**What the task requires**. Please quote the listing below word for word, every line from start to finish.
** start Source data **
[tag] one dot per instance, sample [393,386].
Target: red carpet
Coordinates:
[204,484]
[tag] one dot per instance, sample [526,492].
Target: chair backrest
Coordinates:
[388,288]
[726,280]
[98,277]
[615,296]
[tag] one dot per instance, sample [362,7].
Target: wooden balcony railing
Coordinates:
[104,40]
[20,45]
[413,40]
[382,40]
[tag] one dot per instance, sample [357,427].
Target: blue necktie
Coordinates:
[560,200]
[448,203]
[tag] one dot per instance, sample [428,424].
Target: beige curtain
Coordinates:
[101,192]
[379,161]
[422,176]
** end Source data **
**Task result**.
[tag] one dot per instance, sample [393,386].
Target: red carpet
Coordinates:
[204,484]
[tag] one dot per instance, sample [526,492].
Target: chair backrest
Coordinates:
[388,288]
[726,280]
[98,277]
[615,296]
[tag] one dot per instance, sample [362,7].
Target: wooden balcony railing
Coordinates:
[104,40]
[20,45]
[413,40]
[382,40]
[tag] one dot per instance, sample [357,427].
Target: blue necktie
Coordinates:
[560,200]
[448,203]
[tag] one dot per instance, sample [428,424].
Target: beige curtain
Coordinates:
[101,192]
[379,161]
[422,176]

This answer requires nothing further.